## Задания для выполнения
1 - Что, согласно тексту о В. Шершеневиче, он понимает под материалом поэзии?
2 - Перепишите из текста о В. Шершеневиче без изменений фрагмент между словами «Отправной точкой для» и «то есть структуру.», включая их самих.

## Страница
Интересно отметить изменение оценки некоторых прежних литературных кумиров В. Шершеневича. Так И. Северянин для него теперь не является футуристом, да и само понятие "футуризм" принимается им не так безоговорочно, как раньше. Из поэтов-футуристов В. Шершеневич в ипостаси критика выделяет С. Третьякова, К. Большакова, Р. Ивнева, В. Маяковского (несмотря на то, что скоро они стану поэтическими соперниками) и, конечно же, самого себя.
Все вышесказанное относится к общей проблематике философии искусства. В чем же конкретно выражается "имажионизм" В. Шершеневича?
Отправной точкой для него служат, во-первых, требование новизны и оригинальности в творчестве (что само по себе совсем не оригинально) и особое соотношение формы и материала поэзии. Под материалом понимаются слово, ритм и рифма, а формой В. Шершеневич считает эстетическое отношение этих элементов, то есть структуру.

[Строки данных]
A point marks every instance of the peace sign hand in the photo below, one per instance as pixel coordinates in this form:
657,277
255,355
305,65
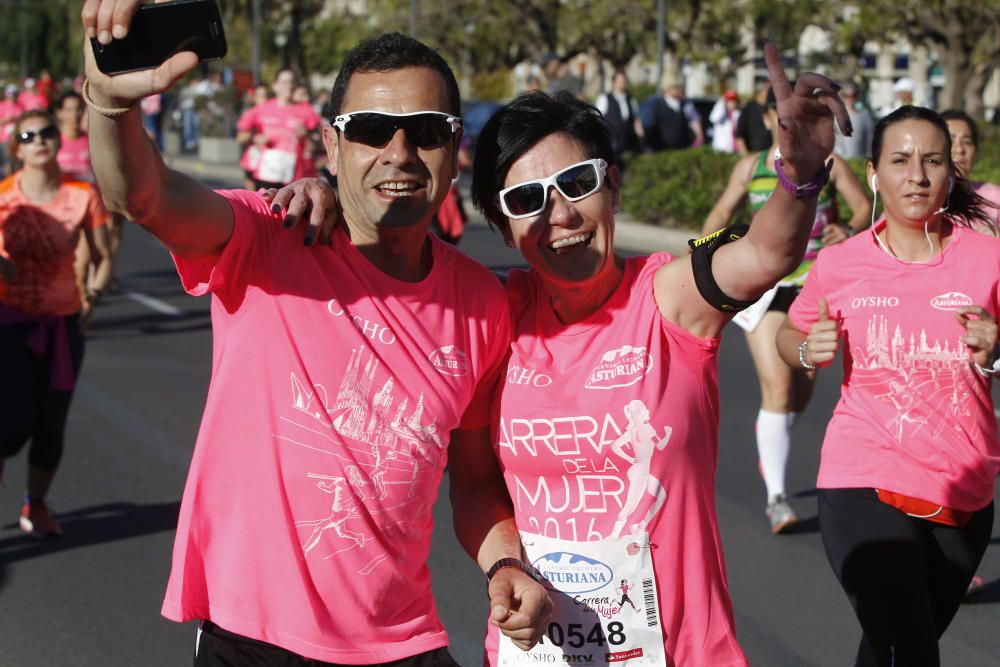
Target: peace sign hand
805,118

## Итоговые ответы
1 - Слово, ритм и рифму.

2 -
Отправной точкой для него служат, во-первых, требование новизны и оригинальности в творчестве (что само по себе совсем не оригинально) и особое соотношение формы и материала поэзии. Под материалом понимаются слово, ритм и рифма, а формой В. Шершеневич считает эстетическое отношение этих элементов, то есть структуру.